## Text shown
— Start —
For example, members of disadvantaged groups typically have limited influence on decision-making in their communities. That is, they may not be allowed to participate in committees responsible for selecting beneficiaries of social protection. They may not have the political connections needed to push back against exclusionary policy design and underinvestment in social protection programmes. And they may lack information about such programmes, including on their criteria or application processes, due to illiteracy or poor communication channels. These disadvantages affect all the social groups examined in this report, as well as those for whom there are less data—such as homeless persons and those internally displaced. Women are disproportionately affected in all categories.

Social and economic disadvantages alone can also limit social protection, even in countries where laws no longer discriminate against certain groups. In labour markets of developed and developing countries alike, indigenous peoples, members of ethnic or racial minorities, migrants, persons with disabilities and youth receive lower wages than the rest of the population on average, as do women. They are overrepresented in the informal sector, where social protection is largely absent. In addition, spatial disadvantages, such as geographic isolation, hinder access to social protection among some groups, including indigenous peoples and members of ethnic minorities.

None of these barriers are insurmountable. The design and implementation of policies can either keep social protection out of reach for some or, alternatively, give those left behind the opportunity to benefit from them. Whether or not they result in greater social inclusion depends on the specific measures in place and the way in which they are implemented.
— End —
## Data excerpts
— Start —
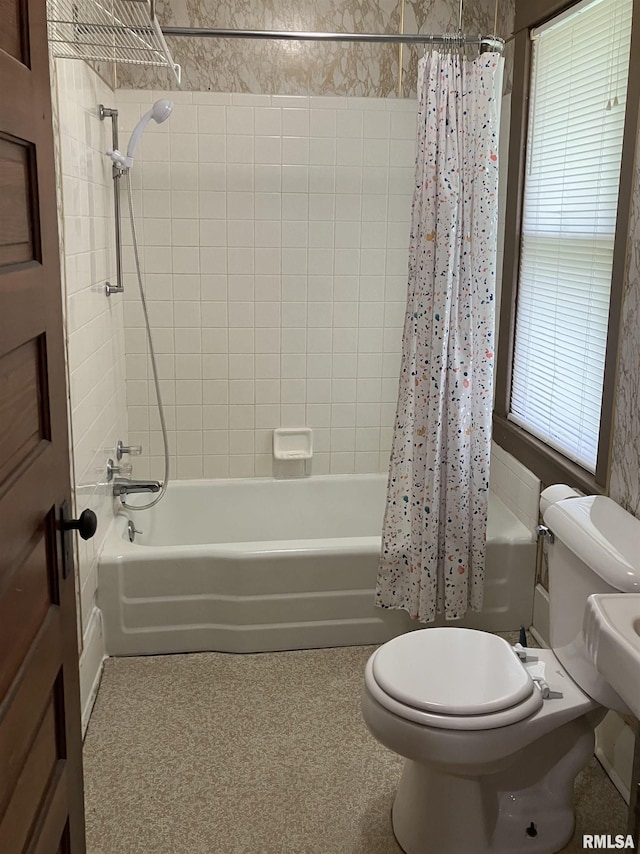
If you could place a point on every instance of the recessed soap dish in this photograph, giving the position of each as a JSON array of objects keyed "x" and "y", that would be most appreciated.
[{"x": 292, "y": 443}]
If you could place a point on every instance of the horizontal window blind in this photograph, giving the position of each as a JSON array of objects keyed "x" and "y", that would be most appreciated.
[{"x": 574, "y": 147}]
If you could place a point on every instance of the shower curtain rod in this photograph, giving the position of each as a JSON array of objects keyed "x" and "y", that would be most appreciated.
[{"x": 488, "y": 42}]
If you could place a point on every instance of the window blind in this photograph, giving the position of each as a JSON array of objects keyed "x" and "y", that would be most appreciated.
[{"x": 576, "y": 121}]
— End —
## Given problem
In the text on social protection, which group is said to be disproportionately affected in all categories?

## Correct answer
Women.